EXERCISE:
Set down the records again. Every word and mark must match exactly.

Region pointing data
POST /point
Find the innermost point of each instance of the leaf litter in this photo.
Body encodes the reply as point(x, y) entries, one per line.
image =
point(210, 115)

COMPLETED EXERCISE:
POST /point
Find the innermost point of each instance of the leaf litter in this photo.
Body encodes the reply as point(x, y) entries, one per line.
image =
point(210, 115)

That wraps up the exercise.